## [REQUIRED ACTION A]
Translate into Spanish the sentence "We discovered that they are indeed available in many markets in the region." from the report on the Yemenia hijacking attempt.
## [REQUIRED ACTION B]
From the report on the Yemenia hijacking attempt, quote the part that opens with the words containing "January 29 2001" and closes with "seen in photos).".

Yemenia Plane Hijacking Attempt and the Mysteries of Pen Guns & Fake IDs! [Archives:2001/05/Front Page]

January 29 2001

The plane-hijacking attempt of last Monday 22 January, raised two very important issues: Pen Guns, and Fake IDs. The first issue, pen guns (or pen pistols) are an extension to the everlasting problem of weapon control in Yemen. At Yemen Times, we researched into where we could find these weapons, and where they are sold. We discovered that they are indeed available in many markets in the region. Jeyhana market, around 60 kms away from Sanaa is a market that contains many of these types of weapons (as seen in photos).
“Yemen has become a haven for market dealers of all weapons, from war tanks to the smallest pen guns imaginable,” a weapon dealer told Yemen Times.
On another level, Yemen Times followed up closely the developments in the case of the failed hijacking attempt by Jabir Ali Sattar of the Boing 727 Yemenia airplane, which took place a week ago. It was reported in many newspapers and news agencies that the hijacker was Mohammed Yahya Sattar, but Yemen Times learnt that this was a fake name used to mislead and confuse investigation teams. It was also revealed that Jabir got the fake identification card on the sixth of January, less than two weeks before the incident, which resulted in the interrogation of the two men who guaranteed him when he obtained his ID.

## [DATASET ENTRIES]

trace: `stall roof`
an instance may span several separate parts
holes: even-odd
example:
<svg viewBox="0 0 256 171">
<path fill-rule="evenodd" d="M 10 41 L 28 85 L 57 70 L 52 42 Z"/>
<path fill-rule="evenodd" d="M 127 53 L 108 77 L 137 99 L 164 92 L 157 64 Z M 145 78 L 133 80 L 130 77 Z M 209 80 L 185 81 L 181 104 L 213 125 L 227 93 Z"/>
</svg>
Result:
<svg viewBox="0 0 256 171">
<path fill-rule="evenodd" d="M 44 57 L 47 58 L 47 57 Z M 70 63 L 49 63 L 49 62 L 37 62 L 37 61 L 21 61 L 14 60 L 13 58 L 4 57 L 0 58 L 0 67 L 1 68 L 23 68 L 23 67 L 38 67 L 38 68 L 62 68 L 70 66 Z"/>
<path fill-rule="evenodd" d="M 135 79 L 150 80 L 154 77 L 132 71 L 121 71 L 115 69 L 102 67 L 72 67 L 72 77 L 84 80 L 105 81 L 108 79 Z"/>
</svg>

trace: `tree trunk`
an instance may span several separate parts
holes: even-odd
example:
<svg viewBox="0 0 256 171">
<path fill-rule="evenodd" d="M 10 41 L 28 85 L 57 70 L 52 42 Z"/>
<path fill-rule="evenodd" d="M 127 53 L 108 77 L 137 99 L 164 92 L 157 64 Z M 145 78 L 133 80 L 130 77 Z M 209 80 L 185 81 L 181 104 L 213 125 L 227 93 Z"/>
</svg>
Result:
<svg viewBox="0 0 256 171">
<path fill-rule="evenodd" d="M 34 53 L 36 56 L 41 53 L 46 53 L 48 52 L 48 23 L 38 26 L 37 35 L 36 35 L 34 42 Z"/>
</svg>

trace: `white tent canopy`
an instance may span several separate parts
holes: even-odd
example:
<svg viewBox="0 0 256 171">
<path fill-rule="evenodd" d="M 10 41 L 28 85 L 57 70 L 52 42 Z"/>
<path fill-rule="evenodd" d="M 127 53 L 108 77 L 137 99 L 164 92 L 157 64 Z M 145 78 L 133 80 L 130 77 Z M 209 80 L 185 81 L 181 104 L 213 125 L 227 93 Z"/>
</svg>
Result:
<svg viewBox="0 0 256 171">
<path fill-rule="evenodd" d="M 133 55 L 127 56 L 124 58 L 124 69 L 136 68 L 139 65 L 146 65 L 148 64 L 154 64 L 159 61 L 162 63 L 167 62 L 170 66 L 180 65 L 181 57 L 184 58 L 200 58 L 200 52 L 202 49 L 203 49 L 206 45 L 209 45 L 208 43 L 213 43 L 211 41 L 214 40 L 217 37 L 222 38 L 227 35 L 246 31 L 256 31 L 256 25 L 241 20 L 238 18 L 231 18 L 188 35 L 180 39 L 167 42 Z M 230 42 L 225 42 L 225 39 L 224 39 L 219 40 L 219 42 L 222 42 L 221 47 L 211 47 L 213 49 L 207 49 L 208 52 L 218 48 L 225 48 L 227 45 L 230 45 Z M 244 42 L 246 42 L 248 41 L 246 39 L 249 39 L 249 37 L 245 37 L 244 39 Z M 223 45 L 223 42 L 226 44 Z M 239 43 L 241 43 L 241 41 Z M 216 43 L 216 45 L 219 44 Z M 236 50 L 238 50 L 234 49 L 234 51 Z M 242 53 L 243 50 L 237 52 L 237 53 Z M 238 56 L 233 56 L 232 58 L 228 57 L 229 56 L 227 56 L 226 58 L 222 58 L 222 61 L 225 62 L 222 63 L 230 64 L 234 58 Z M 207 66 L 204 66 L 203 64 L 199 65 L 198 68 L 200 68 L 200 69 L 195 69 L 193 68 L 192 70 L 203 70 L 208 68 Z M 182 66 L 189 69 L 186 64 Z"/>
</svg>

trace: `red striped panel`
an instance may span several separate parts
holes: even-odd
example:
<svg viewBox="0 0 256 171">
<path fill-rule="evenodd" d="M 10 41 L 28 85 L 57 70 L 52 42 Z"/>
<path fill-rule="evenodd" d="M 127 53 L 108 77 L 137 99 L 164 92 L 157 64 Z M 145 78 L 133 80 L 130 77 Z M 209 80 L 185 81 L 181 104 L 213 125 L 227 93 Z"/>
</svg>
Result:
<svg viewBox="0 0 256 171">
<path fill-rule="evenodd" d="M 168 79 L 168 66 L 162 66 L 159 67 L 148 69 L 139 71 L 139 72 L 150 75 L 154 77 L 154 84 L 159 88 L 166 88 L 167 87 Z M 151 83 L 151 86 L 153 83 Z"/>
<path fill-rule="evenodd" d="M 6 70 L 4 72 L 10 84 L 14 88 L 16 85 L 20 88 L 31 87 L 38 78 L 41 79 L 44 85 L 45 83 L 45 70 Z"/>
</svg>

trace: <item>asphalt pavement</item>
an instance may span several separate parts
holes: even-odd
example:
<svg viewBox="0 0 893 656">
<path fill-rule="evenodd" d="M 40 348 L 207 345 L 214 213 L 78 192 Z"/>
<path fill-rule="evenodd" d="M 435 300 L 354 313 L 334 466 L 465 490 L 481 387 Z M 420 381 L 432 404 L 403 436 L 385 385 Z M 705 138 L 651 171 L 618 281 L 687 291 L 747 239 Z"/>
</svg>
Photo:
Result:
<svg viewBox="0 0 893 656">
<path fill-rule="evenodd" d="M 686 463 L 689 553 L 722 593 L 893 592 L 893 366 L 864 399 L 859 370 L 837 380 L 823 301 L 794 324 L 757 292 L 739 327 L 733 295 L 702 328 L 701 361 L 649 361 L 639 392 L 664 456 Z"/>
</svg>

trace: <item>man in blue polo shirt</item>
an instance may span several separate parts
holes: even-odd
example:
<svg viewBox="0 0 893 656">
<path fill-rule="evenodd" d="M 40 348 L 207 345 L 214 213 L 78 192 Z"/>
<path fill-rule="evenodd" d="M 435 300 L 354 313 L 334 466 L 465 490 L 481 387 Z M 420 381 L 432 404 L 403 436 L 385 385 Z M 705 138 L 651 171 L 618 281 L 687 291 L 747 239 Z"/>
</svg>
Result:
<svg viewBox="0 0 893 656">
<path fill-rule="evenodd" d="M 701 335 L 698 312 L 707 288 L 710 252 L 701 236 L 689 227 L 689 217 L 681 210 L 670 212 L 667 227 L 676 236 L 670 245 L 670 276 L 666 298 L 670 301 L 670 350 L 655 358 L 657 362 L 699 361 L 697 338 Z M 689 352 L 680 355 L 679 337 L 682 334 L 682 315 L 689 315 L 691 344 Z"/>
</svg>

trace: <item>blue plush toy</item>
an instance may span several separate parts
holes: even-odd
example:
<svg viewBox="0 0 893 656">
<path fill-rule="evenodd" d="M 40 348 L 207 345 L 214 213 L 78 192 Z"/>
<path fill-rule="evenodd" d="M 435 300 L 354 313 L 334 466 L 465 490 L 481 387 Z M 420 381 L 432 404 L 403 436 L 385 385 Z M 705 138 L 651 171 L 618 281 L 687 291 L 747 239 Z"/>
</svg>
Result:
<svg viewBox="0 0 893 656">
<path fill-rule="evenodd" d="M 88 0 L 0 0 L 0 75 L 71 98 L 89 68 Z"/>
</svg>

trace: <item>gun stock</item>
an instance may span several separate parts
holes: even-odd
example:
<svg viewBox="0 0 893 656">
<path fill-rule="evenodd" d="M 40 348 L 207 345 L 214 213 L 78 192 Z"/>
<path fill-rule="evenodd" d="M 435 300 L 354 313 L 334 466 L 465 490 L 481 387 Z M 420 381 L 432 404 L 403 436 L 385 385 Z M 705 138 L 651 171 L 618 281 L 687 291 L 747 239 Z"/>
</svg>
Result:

## [TASK SOLUTION A]
Descubrimos que, en efecto, están disponibles en muchos mercados de la región.

## [TASK SOLUTION B]
January 29 2001

The plane-hijacking attempt of last Monday 22 January, raised two very important issues: Pen Guns, and Fake IDs. The first issue, pen guns (or pen pistols) are an extension to the everlasting problem of weapon control in Yemen. At Yemen Times, we researched into where we could find these weapons, and where they are sold. We discovered that they are indeed available in many markets in the region. Jeyhana market, around 60 kms away from Sanaa is a market that contains many of these types of weapons (as seen in photos).